> [Prompt] Restate the last part of the records below word for word, beginning at the line with "For each instance of the cup" and ending at the final line.

> [Exercise input]
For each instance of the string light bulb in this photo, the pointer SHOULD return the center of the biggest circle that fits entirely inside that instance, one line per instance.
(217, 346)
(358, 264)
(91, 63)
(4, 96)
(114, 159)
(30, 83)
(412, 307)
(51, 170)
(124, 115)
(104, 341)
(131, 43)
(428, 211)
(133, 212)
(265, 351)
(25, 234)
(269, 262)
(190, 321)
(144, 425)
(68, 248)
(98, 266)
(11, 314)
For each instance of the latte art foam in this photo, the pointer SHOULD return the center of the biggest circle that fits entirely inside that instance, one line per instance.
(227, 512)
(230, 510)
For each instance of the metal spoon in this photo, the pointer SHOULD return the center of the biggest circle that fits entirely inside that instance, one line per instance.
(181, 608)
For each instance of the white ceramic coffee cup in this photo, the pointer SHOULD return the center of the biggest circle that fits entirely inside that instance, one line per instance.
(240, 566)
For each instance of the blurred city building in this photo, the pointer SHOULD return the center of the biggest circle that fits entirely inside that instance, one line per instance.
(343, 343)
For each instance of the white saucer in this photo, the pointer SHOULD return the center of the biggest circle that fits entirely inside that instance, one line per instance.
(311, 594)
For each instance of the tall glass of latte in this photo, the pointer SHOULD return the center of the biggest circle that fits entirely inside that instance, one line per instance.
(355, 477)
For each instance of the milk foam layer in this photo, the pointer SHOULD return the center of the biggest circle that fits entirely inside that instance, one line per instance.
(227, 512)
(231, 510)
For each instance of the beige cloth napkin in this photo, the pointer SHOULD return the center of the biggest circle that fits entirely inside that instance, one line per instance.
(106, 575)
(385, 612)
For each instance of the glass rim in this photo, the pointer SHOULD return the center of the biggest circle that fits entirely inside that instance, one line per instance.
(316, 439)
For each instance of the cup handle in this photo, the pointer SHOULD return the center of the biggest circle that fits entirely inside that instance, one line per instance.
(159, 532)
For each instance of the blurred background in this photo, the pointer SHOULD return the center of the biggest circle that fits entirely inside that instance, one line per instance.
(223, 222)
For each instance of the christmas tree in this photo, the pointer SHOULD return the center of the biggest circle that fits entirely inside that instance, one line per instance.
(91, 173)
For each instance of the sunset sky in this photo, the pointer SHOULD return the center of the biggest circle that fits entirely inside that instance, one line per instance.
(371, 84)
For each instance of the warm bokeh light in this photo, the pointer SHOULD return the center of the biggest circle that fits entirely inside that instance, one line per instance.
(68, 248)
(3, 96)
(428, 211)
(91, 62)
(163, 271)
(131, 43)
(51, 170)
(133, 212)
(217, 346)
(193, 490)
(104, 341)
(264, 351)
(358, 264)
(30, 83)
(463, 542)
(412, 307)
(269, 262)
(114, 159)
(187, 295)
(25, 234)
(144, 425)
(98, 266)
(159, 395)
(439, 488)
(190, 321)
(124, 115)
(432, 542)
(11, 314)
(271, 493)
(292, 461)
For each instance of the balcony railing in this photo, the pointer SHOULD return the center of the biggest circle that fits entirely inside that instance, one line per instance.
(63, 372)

> [Written solution]
For each instance of the cup handle in this photo, the pointer SHOULD return the center of the biggest circle that fits entirely inside that instance, one line per instance.
(159, 532)
For each instance of the blurred background in this photo, the pointer SHOULD return the center of the biggest circle that fits entirely inside that instance, one line per instance.
(223, 222)
For each instance of the christmas tree in this photo, the pointer SHOULD return the center of the biggest circle that fits entirely inside that instance, one line per instance.
(91, 173)
For each instance of the sunset sky in this photo, the pointer SHOULD return the center of the biggest circle that fits entirely inside that instance, one line per instance.
(371, 84)
For each instance of the warm bokeh light in this photo, the pointer SHOULD return the center of the biggest circle that fits entirely inside that instance, one line per instance.
(68, 248)
(3, 96)
(428, 211)
(91, 62)
(163, 271)
(131, 43)
(51, 170)
(133, 212)
(217, 346)
(193, 490)
(104, 341)
(264, 351)
(358, 264)
(30, 83)
(463, 542)
(412, 307)
(269, 262)
(114, 159)
(187, 295)
(25, 234)
(144, 425)
(98, 266)
(159, 395)
(439, 488)
(190, 321)
(124, 115)
(432, 542)
(11, 314)
(271, 493)
(292, 461)
For each instance of the balcony railing in this photo, the pointer SHOULD return the center of the biggest circle that fits entirely inside that instance, one line per instance.
(63, 372)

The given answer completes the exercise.